Point placement records:
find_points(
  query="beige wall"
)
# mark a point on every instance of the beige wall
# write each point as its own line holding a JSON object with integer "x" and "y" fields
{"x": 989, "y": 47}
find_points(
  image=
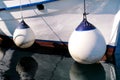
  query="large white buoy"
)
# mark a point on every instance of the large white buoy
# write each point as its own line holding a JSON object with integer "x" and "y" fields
{"x": 86, "y": 44}
{"x": 23, "y": 36}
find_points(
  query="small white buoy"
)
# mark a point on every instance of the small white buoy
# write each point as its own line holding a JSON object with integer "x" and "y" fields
{"x": 23, "y": 36}
{"x": 86, "y": 44}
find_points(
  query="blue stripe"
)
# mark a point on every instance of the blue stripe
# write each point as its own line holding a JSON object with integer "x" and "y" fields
{"x": 110, "y": 46}
{"x": 28, "y": 5}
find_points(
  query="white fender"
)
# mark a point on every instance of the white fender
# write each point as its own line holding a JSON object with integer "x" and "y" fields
{"x": 87, "y": 45}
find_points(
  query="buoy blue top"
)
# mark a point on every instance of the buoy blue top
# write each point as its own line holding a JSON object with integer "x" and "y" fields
{"x": 85, "y": 26}
{"x": 22, "y": 25}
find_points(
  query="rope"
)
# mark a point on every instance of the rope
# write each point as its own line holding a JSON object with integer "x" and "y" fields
{"x": 84, "y": 14}
{"x": 21, "y": 9}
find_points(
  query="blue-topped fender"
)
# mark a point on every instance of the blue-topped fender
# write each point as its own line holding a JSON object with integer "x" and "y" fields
{"x": 85, "y": 26}
{"x": 22, "y": 25}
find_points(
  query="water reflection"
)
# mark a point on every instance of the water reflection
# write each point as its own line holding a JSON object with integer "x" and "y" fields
{"x": 87, "y": 72}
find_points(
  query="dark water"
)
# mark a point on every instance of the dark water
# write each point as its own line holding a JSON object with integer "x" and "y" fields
{"x": 54, "y": 67}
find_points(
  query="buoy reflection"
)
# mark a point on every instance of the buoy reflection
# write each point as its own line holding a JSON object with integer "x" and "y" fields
{"x": 87, "y": 72}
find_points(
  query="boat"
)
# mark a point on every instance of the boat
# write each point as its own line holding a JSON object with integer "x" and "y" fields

What the task asks
Copy the listing exactly. Any image in it stays out of the copy.

Full answer
find_points(
  query="beige wall"
)
# mark a point on every instance of the beige wall
# write each point as its own line holding a JSON object with integer "x" and "y" fields
{"x": 989, "y": 47}
find_points(
  image=
  query="large white buoy"
)
# mark a point on every instance of the large white buoy
# write each point as its own line holding a JSON object with integer "x" and "y" fields
{"x": 86, "y": 44}
{"x": 23, "y": 36}
find_points(
  query="small white buoy"
)
# mark a point on every instance of the small white buoy
# write each point as its own line holding a JSON object with integer "x" and "y" fields
{"x": 23, "y": 36}
{"x": 86, "y": 44}
find_points(
  query="blue stripe"
)
# mark a point on every instance of the blue stripe
# write each point as its own line holding a JSON object with integer "x" and "y" fields
{"x": 110, "y": 46}
{"x": 28, "y": 5}
find_points(
  query="white fender"
)
# mark a point on every instance of the white fender
# write each point as its own line holding a JSON object with integer "x" and "y" fields
{"x": 87, "y": 45}
find_points(
  query="buoy blue top"
)
# mark a point on every instance of the buoy blue top
# write each point as its own line holding a JSON object with integer "x" and "y" fields
{"x": 85, "y": 26}
{"x": 22, "y": 25}
find_points(
  query="rope"
)
# mark a point on every instance of the rope
# write each point as its own line holding a JSON object with integer "x" and "y" fields
{"x": 84, "y": 14}
{"x": 21, "y": 9}
find_points(
  query="blue-topped fender"
)
# mark a point on every instance of the blue-topped fender
# write each point as its own line holding a JSON object with integer "x" and "y" fields
{"x": 85, "y": 26}
{"x": 22, "y": 25}
find_points(
  query="water reflection"
)
# mark a point on every instance of the water reflection
# write each point as its own line holding a JSON object with integer "x" and "y" fields
{"x": 87, "y": 72}
find_points(
  query="dark water"
)
# mark a point on every instance of the dark water
# write each point as its own line holding a JSON object with integer "x" and "y" fields
{"x": 54, "y": 67}
find_points(
  query="buoy reflection"
)
# mark a point on every instance of the buoy reflection
# write each point as its own line holding a JSON object with integer "x" and "y" fields
{"x": 87, "y": 72}
find_points(
  query="boat"
)
# mark a point on every instance of the boat
# write each point as its own line holding a JSON object with integer "x" and "y" fields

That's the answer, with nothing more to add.